ЗАДАНИЕ » Перечислите всё, что, согласно тексту о Горьком, вызывало у спецслужб особый интерес.

=== ФРАГМЕНТ ТЕКСТА ===

Второй пласт публикации — об одном писателе, по выражению В. Шенталинского, «без биографии». И это — о Горьком. «В многочисленных изданиях, посвященных ему, повторяется один и тот же набор хрестоматийных, тщательно процеженных данных… Отношения Горького с современниками искажены, некоторые люди вообще изъяты из его жизни». «Словом, Горький — эта всемирная знаменитость — едва ли не самый неизвестный советский писатель».
Из опубликованных фрагментов книги с бесспорной очевидностью вытекает вывод: сразу после революции «великий пролетарский писатель» сделался объектом постоянного надзора ЧК. На Лубянке на него было заведено особое досье, включившее множество документов, свидетельствующих, с каким пристальным вниманием следили власти за каждым шагом писателя, контролировали его контакты с современниками, перлюстрируя переписку, составляя особые обзоры наиболее «крамольных» публикаций, анализируя донесения сексотов… Особый интерес вызывают у спецслужб профессиональные устремления писателя, его взгляды, отношения с врагами советской власти. Целая индустрия изучения малейших проявлений инакомыслия!

=== ПРЕДОСТАВЛЕННЫЕ СТРОКИ ===

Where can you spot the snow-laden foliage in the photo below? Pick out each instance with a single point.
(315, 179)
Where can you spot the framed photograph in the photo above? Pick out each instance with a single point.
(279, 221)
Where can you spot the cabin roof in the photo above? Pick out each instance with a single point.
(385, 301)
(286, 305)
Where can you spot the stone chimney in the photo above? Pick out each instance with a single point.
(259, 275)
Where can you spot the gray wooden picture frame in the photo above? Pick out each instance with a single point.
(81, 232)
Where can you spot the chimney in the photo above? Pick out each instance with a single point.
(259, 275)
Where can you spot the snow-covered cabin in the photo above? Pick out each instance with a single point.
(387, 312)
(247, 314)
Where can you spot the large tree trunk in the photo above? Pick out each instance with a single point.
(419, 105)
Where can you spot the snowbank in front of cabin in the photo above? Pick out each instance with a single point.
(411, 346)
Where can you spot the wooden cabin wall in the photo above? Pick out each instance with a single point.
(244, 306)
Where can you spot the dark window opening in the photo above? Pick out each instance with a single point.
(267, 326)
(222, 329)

===

РЕШЕНИЕ » Особый интерес у спецслужб вызывали профессиональные устремления писателя, его взгляды и его отношения с врагами советской власти.